Directions for this task: Using the entries below, copy out all lines where "front" is found.

Extracted information:
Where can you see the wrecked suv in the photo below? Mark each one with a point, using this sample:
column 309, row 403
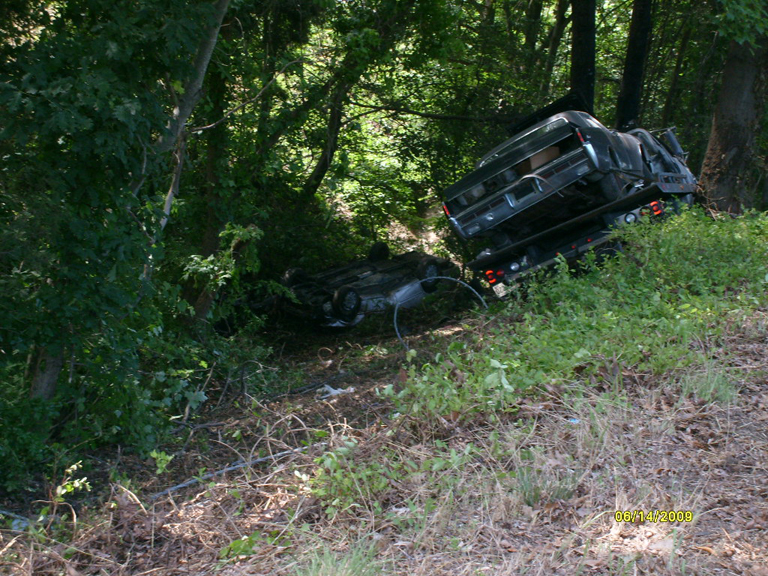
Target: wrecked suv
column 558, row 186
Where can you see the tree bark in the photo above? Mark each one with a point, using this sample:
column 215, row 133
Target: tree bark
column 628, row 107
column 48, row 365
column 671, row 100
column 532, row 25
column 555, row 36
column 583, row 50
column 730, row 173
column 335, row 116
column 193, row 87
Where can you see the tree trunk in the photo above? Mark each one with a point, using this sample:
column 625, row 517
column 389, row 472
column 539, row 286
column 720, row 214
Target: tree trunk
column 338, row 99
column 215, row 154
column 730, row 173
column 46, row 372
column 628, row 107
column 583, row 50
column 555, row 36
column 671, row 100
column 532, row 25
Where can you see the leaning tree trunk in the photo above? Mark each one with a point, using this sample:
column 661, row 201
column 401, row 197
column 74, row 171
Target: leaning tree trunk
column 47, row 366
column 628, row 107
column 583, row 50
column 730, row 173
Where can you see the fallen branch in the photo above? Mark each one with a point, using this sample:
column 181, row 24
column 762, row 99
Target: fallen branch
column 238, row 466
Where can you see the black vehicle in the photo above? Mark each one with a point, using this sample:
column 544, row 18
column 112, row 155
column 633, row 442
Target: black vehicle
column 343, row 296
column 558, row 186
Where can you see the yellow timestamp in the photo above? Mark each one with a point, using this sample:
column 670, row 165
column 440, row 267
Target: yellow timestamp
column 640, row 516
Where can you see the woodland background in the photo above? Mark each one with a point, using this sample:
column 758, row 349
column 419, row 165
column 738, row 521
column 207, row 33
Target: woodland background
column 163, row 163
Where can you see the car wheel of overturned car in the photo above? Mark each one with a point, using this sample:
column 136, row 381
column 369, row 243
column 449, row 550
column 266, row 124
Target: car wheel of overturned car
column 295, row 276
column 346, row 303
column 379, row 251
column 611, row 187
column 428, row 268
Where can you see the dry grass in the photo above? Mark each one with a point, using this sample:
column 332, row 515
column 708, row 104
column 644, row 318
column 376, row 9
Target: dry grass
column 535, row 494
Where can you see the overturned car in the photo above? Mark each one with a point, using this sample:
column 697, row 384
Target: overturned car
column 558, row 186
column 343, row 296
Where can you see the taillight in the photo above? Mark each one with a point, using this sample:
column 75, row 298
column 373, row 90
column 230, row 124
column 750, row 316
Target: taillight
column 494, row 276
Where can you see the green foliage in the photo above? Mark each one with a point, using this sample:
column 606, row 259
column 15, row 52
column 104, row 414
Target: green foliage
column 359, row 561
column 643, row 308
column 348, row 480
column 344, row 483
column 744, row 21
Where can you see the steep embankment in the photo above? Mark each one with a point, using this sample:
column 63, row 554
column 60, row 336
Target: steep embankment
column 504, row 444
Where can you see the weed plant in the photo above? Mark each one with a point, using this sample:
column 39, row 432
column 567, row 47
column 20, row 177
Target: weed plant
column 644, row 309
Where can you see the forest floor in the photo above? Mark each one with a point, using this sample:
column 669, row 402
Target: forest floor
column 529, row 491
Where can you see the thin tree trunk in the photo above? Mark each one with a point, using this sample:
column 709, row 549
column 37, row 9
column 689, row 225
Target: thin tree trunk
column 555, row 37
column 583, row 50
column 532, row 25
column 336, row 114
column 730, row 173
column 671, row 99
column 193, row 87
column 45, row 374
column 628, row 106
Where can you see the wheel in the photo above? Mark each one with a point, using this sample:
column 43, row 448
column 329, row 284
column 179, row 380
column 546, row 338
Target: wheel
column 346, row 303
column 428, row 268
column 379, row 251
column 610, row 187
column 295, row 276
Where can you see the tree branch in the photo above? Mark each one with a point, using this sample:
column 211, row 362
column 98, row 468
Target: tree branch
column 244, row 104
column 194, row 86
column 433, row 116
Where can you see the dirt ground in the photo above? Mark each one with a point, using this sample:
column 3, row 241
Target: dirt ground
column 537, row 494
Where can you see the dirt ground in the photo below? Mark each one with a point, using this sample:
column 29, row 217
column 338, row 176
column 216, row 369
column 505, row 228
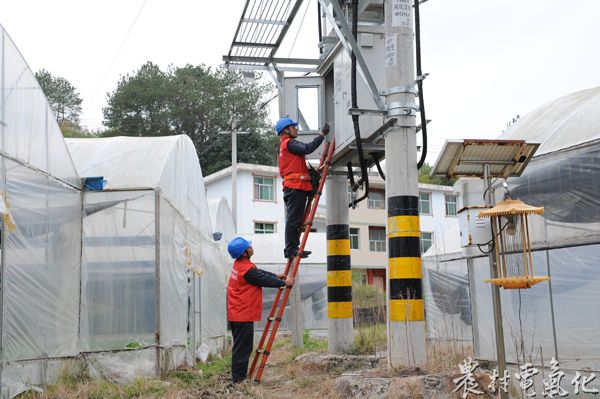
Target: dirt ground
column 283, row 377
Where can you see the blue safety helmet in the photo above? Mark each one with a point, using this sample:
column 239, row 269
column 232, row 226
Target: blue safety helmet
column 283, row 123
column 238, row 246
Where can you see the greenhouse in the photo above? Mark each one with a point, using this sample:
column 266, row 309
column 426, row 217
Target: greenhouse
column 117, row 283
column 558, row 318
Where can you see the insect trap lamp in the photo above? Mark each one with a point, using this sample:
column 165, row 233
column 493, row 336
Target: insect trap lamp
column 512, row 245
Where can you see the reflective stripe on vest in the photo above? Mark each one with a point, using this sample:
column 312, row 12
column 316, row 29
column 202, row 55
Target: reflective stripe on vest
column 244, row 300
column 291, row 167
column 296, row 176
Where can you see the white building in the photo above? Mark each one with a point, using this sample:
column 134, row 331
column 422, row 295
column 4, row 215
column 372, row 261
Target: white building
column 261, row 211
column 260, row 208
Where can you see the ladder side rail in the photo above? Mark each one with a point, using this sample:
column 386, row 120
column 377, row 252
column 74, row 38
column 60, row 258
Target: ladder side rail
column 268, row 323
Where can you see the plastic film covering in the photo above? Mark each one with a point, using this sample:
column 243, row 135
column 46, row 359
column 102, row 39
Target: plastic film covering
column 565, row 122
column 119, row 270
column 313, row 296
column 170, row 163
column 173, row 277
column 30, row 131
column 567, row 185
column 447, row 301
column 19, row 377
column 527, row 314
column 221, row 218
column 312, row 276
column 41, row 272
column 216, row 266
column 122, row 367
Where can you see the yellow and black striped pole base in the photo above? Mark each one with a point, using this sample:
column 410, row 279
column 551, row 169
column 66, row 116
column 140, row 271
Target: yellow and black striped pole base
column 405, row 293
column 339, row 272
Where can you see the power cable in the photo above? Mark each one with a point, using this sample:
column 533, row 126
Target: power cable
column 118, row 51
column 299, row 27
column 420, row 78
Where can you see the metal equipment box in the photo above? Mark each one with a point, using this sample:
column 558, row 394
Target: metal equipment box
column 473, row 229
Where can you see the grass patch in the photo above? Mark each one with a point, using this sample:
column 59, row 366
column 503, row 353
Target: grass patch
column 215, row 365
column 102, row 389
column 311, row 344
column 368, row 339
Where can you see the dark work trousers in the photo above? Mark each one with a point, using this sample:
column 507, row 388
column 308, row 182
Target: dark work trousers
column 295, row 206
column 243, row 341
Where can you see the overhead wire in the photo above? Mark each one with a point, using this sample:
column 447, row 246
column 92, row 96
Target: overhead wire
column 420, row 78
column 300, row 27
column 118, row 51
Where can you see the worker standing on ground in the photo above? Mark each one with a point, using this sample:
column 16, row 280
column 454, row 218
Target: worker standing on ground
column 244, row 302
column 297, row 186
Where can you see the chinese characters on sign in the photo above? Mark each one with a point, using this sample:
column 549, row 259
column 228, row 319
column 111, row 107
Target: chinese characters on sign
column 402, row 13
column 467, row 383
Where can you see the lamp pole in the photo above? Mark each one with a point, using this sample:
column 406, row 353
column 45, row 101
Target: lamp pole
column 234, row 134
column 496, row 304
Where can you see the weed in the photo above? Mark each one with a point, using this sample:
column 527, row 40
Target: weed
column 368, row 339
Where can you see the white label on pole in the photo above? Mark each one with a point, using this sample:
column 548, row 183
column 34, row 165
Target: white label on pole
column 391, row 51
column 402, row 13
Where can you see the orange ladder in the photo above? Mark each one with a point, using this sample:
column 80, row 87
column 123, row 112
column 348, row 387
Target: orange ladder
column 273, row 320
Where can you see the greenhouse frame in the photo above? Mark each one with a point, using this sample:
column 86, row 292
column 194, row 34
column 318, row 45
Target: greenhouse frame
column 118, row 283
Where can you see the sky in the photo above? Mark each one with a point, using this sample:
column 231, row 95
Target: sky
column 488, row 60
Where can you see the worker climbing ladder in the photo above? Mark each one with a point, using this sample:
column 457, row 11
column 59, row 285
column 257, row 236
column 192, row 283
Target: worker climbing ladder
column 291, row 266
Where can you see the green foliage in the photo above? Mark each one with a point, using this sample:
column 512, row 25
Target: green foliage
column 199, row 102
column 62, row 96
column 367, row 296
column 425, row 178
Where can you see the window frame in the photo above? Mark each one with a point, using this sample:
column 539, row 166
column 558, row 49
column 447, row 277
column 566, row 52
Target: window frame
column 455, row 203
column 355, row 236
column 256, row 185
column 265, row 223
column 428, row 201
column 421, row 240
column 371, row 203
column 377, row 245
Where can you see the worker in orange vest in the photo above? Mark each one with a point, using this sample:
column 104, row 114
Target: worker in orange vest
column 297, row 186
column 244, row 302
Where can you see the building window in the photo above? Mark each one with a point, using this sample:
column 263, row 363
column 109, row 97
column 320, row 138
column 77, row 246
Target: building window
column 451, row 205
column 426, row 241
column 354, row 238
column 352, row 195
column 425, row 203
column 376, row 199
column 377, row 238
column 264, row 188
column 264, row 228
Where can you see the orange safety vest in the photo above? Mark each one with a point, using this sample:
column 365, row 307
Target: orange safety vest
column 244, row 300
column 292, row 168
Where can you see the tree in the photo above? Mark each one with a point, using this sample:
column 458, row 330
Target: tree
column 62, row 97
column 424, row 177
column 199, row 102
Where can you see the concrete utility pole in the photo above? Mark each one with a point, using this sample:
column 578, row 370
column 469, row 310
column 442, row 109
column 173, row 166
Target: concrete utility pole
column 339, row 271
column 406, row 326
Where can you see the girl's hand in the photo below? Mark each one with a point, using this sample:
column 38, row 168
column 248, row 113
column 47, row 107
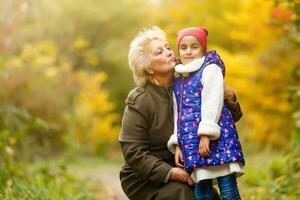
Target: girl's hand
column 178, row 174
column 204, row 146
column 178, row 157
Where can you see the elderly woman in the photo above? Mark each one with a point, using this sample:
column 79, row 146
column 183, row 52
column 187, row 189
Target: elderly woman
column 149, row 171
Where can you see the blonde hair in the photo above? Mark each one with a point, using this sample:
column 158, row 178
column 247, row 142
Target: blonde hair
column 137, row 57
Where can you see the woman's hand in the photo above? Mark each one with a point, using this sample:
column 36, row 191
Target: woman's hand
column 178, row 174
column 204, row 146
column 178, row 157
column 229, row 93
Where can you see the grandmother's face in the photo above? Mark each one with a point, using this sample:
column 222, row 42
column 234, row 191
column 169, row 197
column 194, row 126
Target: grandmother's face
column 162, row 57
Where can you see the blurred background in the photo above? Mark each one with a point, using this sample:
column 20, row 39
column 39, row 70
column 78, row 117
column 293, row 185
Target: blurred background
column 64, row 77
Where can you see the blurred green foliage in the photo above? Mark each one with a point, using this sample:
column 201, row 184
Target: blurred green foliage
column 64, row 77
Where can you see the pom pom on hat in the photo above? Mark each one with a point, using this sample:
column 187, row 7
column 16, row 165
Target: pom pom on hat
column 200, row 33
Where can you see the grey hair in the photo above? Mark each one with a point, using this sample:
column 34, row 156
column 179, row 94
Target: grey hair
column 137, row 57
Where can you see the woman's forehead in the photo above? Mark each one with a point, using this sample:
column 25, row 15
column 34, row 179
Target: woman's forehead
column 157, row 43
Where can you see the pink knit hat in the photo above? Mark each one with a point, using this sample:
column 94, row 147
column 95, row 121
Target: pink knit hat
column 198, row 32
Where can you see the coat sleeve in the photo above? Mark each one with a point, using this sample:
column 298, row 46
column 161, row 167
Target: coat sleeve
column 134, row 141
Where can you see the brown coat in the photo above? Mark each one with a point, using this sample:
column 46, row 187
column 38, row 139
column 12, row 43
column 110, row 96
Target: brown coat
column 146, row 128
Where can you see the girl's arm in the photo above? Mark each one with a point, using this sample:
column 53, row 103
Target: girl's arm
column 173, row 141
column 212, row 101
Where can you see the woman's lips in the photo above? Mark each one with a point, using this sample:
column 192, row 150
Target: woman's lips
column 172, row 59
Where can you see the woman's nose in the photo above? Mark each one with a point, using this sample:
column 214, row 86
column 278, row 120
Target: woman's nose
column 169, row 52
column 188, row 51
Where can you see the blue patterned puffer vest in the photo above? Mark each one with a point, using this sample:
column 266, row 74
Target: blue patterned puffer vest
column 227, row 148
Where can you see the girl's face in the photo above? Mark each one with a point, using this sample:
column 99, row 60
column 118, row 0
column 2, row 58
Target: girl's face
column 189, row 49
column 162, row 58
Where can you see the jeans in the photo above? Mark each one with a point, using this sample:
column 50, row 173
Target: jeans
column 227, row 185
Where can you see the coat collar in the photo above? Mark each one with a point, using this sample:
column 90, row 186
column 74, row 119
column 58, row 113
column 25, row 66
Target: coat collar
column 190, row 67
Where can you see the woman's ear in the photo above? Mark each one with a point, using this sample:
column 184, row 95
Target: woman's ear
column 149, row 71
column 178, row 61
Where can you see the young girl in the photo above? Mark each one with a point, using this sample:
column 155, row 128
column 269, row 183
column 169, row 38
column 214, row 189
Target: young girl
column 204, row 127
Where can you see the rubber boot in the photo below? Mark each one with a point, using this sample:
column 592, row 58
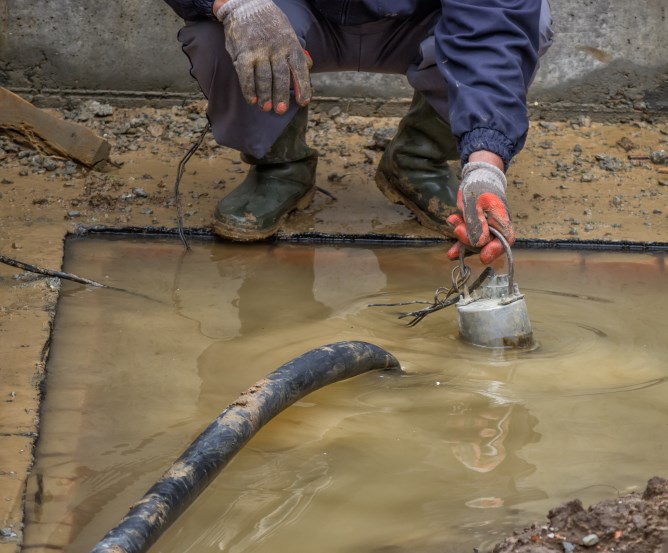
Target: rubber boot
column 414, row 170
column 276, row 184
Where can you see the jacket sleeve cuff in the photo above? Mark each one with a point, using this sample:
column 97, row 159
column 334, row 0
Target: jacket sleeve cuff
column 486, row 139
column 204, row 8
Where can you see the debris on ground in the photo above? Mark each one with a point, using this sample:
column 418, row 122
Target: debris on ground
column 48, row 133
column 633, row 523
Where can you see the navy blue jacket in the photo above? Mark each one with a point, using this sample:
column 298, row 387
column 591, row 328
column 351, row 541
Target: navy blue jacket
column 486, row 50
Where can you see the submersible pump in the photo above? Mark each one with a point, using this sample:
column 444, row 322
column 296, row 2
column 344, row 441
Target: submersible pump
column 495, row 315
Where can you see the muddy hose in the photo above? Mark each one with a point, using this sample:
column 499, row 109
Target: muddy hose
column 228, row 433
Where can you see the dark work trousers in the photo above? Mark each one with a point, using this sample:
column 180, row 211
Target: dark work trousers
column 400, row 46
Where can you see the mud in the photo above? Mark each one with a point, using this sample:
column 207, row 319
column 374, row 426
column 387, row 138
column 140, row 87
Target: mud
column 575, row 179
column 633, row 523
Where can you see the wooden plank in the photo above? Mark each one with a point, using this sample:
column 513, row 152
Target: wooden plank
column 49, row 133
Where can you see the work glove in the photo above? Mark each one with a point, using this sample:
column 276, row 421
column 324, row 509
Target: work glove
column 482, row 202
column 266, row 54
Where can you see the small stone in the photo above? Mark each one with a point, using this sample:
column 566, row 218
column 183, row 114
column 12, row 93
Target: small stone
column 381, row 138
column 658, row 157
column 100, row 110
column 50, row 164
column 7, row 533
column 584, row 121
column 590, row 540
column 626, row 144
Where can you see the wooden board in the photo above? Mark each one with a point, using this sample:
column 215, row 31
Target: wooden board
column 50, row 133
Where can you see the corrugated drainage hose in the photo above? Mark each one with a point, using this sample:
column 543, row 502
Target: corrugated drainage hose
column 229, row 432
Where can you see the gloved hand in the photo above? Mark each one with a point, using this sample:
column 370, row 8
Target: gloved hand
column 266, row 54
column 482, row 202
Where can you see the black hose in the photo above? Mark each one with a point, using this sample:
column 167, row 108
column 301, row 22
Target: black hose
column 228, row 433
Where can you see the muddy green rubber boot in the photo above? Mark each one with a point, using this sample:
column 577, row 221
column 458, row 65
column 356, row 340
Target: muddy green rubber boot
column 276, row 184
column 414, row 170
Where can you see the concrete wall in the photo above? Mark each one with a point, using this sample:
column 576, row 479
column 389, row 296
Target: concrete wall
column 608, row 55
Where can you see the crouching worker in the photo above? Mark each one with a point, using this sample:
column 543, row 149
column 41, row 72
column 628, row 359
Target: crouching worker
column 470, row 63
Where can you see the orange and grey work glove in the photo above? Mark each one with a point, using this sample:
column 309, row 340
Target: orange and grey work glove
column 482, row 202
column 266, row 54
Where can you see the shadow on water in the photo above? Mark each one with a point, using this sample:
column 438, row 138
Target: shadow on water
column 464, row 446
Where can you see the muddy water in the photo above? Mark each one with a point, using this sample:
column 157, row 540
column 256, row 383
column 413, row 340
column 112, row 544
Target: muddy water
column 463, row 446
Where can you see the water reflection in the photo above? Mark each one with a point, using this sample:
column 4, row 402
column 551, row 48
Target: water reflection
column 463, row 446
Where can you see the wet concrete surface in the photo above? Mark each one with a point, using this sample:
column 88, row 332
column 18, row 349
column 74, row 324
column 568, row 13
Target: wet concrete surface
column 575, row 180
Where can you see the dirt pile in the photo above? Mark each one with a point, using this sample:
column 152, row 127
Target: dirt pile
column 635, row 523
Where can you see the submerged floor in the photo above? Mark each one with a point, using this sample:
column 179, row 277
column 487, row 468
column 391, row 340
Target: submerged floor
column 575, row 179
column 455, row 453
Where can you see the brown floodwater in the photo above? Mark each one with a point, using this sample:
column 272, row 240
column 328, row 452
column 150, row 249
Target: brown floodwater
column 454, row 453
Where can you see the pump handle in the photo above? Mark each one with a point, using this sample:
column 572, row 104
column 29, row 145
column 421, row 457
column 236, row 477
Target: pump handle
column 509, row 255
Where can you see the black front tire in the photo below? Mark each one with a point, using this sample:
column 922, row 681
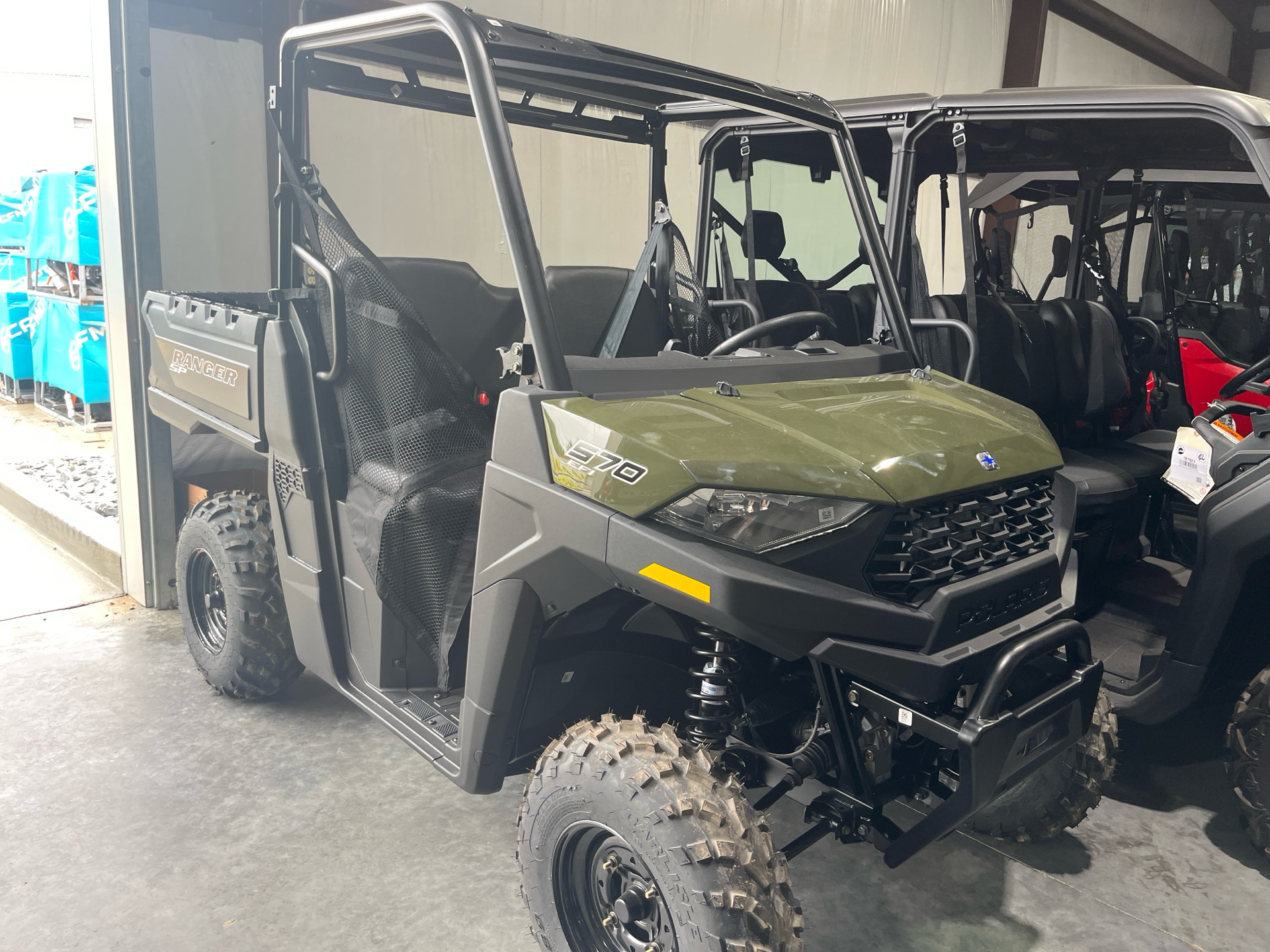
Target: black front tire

Reply:
Where can you see the black front tire in the photo below? Mark each one with a point, using this sample:
Target: black front tire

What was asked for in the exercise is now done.